PROBLEM DESCRIPTION:
Exactly reproduce the lines from the line bearing "blaze on horse's" through the end of the listing, inclusive of both; pictures are to be omitted.

MATERIAL TO PROCESS:
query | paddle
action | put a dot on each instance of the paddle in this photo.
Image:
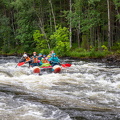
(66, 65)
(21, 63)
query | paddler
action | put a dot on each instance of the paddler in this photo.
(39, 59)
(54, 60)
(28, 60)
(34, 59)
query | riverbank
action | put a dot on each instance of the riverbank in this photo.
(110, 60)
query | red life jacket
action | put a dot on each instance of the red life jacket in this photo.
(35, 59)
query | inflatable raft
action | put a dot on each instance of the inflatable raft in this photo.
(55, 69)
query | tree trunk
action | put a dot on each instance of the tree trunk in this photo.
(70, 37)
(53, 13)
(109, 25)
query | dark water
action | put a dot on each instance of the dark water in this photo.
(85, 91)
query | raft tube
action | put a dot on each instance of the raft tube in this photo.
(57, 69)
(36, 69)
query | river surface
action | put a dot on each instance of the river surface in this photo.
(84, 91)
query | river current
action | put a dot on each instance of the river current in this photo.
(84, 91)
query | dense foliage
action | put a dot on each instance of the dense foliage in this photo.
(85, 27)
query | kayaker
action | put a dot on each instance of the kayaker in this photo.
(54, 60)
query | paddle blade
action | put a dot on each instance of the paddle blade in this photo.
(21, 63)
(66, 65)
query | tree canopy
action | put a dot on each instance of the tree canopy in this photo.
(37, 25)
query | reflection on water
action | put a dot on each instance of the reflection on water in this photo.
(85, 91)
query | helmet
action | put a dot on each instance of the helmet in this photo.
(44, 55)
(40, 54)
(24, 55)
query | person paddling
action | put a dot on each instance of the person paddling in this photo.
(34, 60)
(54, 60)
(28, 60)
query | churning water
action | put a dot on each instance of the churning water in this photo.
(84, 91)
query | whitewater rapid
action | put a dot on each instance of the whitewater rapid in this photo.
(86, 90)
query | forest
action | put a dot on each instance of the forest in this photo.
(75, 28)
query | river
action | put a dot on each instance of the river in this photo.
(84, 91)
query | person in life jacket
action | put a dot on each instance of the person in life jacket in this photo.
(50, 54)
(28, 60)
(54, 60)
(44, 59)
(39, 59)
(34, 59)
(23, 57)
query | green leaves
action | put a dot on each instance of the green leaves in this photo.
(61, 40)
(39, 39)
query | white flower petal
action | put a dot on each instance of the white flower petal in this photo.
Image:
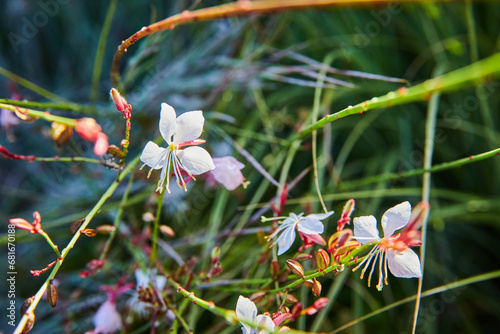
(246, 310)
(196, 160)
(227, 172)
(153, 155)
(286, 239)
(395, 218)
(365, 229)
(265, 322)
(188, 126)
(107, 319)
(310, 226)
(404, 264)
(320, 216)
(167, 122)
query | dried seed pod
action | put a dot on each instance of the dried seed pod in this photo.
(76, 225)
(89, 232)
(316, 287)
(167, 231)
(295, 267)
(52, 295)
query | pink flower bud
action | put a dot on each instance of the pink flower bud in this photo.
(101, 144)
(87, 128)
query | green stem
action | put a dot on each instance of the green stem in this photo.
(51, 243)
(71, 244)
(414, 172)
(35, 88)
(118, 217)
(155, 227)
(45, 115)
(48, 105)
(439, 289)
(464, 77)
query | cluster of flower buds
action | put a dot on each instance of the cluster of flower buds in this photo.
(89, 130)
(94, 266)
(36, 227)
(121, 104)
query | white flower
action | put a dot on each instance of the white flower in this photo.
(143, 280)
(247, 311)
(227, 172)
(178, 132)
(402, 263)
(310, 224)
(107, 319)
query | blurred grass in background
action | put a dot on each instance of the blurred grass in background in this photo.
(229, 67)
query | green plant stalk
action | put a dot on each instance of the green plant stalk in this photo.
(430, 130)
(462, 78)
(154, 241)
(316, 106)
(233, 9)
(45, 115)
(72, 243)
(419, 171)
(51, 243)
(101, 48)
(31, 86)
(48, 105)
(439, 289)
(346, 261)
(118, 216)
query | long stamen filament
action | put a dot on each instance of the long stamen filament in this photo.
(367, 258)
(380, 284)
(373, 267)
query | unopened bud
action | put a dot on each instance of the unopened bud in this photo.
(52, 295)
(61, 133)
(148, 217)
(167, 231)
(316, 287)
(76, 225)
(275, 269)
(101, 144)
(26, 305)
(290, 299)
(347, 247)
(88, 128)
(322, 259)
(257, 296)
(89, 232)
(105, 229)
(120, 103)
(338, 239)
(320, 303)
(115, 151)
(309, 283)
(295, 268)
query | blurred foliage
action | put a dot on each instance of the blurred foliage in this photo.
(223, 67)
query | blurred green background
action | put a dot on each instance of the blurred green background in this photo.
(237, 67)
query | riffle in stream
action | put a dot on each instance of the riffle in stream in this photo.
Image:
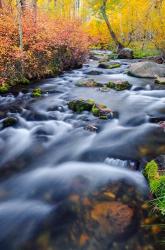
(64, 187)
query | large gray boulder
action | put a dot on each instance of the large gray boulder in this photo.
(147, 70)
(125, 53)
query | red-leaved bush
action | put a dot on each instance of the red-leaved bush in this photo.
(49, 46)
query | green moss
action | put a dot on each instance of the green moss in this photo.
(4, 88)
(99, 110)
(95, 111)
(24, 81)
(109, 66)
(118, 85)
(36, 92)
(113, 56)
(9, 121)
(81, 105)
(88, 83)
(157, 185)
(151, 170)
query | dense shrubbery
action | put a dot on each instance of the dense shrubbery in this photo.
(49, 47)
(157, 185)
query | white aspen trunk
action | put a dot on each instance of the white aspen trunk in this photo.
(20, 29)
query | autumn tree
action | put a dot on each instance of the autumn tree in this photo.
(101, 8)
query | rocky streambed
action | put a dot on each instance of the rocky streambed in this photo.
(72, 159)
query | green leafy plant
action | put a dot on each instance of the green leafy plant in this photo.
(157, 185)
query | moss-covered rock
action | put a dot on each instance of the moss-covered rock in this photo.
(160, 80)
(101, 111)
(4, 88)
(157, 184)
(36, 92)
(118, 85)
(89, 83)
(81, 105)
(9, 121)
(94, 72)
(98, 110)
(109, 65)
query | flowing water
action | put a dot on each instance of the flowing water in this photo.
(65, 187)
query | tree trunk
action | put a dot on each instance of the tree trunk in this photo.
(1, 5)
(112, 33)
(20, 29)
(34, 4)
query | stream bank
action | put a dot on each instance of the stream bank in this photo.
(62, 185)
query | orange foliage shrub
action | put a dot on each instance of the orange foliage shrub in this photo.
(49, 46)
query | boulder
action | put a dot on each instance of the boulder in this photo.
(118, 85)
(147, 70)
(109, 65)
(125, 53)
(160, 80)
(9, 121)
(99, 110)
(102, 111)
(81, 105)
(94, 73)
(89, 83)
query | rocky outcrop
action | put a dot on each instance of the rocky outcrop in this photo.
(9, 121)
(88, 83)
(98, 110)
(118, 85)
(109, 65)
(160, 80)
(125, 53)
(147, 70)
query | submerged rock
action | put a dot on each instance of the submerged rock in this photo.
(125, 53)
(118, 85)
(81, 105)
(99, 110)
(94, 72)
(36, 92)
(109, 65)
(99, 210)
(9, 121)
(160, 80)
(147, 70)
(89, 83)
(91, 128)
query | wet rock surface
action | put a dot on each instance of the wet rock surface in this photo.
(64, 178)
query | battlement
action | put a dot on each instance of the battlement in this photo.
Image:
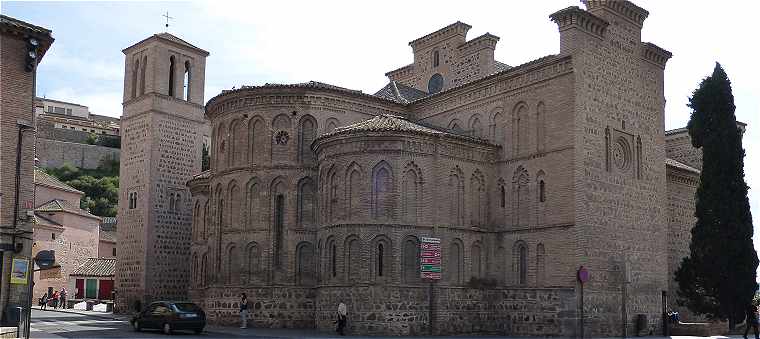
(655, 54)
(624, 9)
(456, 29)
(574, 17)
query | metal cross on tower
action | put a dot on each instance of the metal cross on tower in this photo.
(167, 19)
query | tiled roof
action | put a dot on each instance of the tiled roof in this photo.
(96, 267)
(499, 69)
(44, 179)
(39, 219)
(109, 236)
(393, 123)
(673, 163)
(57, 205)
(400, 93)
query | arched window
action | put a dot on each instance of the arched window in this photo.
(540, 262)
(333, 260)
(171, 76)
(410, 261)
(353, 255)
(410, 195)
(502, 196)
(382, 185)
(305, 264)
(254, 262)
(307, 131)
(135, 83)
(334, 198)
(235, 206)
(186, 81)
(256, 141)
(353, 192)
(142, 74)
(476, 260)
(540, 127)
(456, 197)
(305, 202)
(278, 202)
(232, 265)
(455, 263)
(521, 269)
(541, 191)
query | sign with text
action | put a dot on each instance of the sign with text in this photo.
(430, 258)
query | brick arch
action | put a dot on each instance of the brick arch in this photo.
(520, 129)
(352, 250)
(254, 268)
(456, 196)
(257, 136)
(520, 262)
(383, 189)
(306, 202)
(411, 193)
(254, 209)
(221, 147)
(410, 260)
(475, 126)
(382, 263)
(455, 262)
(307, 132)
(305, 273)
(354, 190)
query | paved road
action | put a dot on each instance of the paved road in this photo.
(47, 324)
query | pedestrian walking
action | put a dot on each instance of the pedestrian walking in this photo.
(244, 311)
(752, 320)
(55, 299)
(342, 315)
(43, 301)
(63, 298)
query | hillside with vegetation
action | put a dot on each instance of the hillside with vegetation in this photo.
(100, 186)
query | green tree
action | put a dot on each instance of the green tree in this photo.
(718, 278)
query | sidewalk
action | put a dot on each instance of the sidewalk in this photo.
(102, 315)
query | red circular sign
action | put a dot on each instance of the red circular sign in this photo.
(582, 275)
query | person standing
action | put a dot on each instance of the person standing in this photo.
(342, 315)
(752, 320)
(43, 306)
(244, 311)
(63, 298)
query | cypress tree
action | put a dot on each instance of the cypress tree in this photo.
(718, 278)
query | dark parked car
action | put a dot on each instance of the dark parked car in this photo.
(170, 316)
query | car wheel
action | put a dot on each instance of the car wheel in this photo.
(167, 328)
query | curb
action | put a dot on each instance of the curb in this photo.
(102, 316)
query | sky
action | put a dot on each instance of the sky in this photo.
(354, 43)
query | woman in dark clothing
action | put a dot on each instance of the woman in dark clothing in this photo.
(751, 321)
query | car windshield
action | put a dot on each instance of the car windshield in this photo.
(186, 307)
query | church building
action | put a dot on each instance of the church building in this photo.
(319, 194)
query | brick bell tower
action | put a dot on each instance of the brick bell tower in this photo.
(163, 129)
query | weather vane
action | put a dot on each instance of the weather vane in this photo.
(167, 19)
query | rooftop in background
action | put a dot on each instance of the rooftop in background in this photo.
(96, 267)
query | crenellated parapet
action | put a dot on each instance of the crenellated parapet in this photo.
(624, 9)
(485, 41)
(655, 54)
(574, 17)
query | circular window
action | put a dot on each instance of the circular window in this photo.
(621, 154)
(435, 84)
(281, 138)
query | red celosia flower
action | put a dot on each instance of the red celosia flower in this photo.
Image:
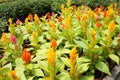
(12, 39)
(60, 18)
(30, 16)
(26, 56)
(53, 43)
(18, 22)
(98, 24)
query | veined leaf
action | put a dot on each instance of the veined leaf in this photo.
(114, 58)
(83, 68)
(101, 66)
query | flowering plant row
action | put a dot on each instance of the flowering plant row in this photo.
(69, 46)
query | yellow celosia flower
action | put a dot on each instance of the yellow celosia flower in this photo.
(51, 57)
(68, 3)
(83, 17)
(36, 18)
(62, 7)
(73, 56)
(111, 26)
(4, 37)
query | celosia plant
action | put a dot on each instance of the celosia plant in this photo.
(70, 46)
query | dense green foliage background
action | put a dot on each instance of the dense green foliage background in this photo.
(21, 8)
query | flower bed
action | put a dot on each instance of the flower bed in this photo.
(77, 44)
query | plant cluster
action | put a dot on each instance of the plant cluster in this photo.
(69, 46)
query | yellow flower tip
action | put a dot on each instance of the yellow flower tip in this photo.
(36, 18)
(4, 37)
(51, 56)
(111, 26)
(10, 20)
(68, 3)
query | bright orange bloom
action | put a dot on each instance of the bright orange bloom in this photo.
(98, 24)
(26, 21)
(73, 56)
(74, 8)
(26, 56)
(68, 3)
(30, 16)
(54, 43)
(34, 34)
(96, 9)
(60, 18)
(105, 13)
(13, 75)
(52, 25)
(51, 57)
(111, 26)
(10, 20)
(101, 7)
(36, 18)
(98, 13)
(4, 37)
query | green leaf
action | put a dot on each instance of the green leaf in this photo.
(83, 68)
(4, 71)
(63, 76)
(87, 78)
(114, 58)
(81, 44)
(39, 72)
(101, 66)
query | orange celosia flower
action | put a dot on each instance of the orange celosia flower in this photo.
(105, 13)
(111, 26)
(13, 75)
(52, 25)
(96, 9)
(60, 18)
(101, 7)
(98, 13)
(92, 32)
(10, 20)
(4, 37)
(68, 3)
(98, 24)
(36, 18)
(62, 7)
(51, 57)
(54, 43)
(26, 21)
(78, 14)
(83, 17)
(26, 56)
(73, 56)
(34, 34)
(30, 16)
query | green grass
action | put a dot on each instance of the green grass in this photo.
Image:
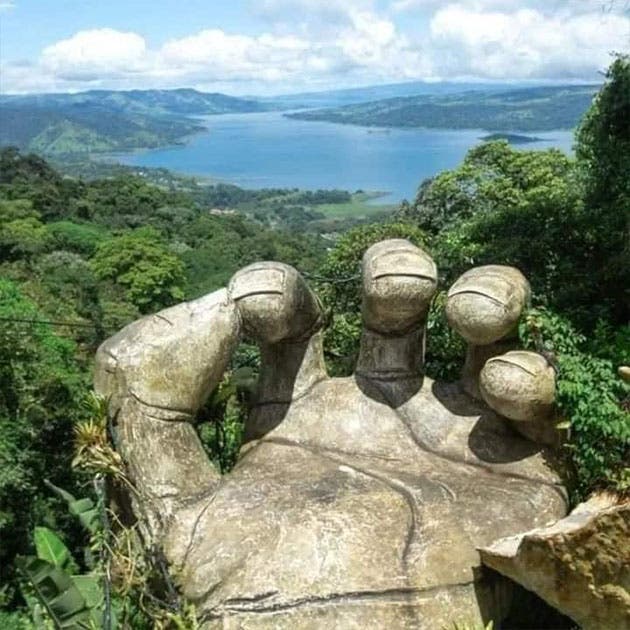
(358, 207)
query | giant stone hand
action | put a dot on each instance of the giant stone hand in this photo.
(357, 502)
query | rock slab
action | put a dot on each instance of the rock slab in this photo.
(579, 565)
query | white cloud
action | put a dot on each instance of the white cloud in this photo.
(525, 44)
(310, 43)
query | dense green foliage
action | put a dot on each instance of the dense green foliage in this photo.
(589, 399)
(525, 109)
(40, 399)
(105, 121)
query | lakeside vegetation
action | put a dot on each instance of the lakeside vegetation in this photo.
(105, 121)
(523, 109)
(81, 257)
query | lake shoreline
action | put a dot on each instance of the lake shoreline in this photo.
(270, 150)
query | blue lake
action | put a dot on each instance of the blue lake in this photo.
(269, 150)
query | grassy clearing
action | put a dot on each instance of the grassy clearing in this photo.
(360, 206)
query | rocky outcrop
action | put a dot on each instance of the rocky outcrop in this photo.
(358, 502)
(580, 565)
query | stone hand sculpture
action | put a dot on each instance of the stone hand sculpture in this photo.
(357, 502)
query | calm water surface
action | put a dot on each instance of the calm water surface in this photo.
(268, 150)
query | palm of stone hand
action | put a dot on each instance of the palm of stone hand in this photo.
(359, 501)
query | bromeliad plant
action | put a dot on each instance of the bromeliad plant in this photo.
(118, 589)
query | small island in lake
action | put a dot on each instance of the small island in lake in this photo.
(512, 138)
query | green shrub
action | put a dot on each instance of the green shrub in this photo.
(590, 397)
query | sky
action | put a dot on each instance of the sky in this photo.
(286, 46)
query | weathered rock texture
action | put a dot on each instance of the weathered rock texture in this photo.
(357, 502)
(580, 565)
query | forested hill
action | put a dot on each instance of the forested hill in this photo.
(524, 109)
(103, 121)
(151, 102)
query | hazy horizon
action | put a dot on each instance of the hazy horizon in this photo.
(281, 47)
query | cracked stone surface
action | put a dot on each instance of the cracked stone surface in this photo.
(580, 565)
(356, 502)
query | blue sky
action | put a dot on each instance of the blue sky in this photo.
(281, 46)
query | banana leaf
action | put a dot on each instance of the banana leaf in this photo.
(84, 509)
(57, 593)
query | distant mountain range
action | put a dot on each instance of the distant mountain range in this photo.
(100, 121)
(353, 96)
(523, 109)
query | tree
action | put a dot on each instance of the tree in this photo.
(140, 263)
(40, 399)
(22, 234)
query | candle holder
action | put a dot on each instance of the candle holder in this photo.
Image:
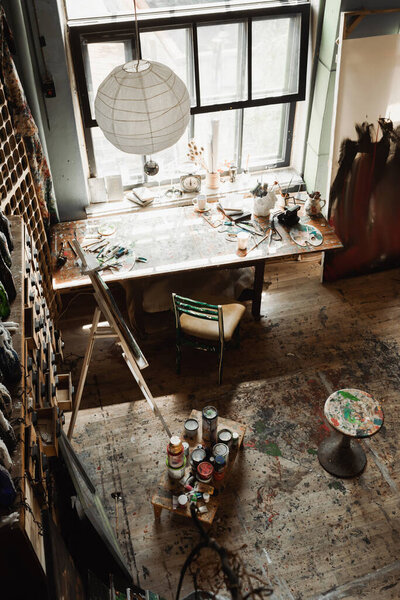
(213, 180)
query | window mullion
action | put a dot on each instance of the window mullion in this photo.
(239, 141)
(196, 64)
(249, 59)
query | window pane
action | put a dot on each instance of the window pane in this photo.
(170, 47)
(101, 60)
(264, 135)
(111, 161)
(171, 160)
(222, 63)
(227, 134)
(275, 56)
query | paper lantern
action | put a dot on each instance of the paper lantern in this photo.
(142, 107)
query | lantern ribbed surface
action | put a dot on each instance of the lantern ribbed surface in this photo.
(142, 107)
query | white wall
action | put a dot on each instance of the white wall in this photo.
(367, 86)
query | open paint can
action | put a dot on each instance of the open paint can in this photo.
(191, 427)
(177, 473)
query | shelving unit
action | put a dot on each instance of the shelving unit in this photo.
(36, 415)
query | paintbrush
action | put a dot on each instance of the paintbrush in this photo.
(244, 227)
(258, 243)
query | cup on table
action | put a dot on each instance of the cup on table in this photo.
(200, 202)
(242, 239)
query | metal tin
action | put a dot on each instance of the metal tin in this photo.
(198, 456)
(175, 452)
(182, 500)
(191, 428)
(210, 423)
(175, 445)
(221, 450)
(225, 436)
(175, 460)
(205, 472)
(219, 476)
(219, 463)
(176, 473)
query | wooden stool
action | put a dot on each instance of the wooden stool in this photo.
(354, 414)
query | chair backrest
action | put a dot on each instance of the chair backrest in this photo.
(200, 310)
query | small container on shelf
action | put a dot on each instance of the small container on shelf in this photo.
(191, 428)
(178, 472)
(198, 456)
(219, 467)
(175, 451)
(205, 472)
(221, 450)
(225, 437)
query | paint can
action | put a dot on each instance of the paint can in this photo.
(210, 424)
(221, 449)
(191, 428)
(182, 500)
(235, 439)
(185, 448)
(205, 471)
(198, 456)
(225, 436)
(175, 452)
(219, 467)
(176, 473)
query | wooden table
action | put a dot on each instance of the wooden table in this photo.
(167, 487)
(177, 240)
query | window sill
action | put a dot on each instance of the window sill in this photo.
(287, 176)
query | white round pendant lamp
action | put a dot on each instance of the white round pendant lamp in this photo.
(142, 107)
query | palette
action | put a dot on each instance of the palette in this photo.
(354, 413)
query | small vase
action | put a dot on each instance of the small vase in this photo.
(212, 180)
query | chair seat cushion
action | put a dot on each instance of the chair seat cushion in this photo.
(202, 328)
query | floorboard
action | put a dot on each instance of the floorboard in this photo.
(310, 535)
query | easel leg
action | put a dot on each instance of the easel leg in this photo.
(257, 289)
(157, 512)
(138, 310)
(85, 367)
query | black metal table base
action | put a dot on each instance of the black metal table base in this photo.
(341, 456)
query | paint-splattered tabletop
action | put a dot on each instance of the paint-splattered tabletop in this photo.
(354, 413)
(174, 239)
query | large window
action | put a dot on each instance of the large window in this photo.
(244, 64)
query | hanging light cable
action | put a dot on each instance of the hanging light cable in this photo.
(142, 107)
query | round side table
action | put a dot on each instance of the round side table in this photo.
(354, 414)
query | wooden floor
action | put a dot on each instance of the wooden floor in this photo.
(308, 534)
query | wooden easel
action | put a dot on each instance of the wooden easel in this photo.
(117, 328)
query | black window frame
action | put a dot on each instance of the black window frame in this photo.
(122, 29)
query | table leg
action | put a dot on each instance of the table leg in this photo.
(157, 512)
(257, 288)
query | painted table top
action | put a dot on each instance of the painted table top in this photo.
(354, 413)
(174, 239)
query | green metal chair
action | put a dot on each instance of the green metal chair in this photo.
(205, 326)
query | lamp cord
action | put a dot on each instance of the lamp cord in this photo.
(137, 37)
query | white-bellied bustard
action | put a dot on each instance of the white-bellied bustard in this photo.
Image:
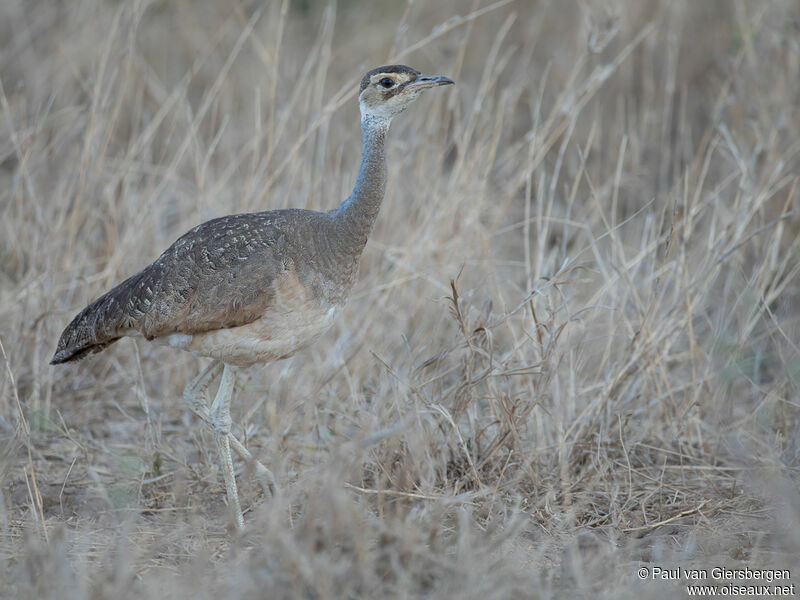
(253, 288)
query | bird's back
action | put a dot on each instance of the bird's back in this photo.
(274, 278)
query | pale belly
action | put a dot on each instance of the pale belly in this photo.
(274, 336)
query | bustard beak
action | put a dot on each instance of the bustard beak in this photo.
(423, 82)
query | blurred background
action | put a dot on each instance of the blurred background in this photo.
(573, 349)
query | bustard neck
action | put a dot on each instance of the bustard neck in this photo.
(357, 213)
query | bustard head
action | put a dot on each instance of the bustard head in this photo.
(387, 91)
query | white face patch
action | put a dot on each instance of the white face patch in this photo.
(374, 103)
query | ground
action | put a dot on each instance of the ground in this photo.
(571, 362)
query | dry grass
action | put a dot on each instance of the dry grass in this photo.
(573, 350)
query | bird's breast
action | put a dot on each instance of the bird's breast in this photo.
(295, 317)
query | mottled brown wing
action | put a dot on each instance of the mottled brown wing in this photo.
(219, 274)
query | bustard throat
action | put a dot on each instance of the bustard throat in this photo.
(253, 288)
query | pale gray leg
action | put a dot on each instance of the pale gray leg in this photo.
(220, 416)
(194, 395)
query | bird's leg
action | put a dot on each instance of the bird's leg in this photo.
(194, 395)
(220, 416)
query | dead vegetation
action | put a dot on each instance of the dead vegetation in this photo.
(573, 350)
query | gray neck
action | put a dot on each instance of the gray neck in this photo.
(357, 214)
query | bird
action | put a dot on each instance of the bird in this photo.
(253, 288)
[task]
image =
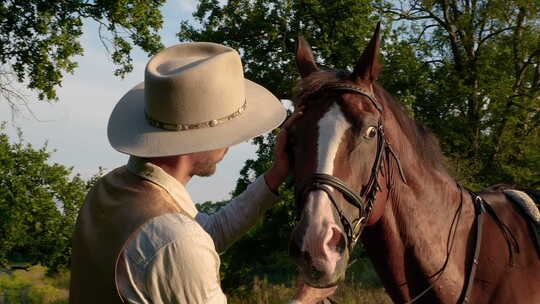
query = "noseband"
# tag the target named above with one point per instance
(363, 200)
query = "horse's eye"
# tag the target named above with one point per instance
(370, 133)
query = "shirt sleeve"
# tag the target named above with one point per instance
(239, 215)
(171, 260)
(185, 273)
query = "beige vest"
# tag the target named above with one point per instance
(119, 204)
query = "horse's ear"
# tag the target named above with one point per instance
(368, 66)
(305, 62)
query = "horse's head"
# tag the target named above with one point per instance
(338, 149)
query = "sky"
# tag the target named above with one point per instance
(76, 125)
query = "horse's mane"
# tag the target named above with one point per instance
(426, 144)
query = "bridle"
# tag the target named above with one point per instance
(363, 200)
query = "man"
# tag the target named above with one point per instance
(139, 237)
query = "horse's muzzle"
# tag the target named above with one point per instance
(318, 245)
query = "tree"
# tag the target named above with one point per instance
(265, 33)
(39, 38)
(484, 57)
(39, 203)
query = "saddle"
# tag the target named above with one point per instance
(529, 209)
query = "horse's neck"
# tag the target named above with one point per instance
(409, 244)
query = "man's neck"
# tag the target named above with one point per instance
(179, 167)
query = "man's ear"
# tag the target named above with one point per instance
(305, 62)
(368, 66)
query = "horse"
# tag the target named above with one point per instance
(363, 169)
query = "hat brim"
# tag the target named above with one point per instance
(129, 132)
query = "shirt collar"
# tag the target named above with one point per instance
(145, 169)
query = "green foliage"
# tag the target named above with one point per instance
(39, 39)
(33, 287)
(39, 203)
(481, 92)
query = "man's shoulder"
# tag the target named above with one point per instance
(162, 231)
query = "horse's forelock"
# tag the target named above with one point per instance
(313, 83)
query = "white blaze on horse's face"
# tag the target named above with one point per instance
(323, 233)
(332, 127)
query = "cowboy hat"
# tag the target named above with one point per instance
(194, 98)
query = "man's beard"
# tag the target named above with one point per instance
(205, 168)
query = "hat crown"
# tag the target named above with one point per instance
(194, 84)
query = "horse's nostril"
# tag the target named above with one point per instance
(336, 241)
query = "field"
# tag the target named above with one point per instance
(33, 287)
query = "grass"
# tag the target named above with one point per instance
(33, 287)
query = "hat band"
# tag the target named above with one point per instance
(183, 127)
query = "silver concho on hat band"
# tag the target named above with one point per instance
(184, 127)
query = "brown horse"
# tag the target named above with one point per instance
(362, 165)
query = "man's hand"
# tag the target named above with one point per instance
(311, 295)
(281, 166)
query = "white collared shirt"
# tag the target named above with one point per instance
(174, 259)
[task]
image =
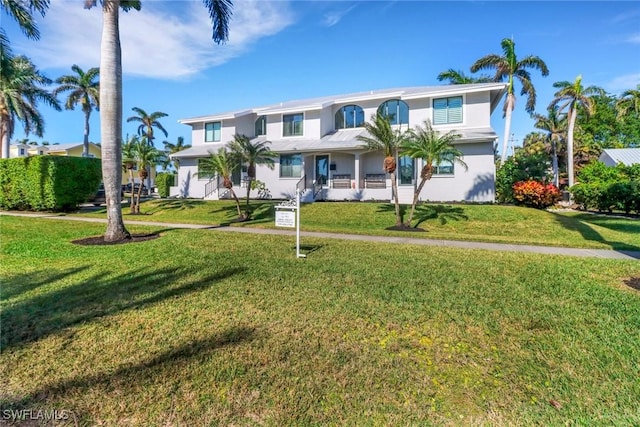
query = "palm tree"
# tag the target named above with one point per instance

ANSWER FOR THE TASK:
query = "white blaze on horse's face"
# tag the target named above with one point per instance
(323, 233)
(332, 127)
query = "cowboy hat"
# tag the target named above with one point per instance
(194, 98)
query = "man's beard"
# tag the target named above with one point per instance
(205, 168)
query = "hat crown"
# tag the target named above with one point per instance
(194, 84)
query = "horse's nostril"
# tag the target named above with one point per instance
(336, 241)
query = "field"
# tag the target named above with one point per instance
(33, 287)
query = "grass"
# tag the target named above with one point per instance
(33, 287)
query = "hat band"
# tag the target named above with one point per instance
(183, 127)
query = "silver concho on hat band"
# tag the target named above with one point per instance
(184, 127)
query = "brown horse"
# tag the target named above with one point per instance
(362, 165)
query = "man's hand"
# tag the target named above with one point per instance
(311, 295)
(281, 166)
query = "white collared shirt"
# tag the target named above with one point per instance
(174, 259)
[task]
image =
query = "palm tree"
# tag the target named above with one point per instance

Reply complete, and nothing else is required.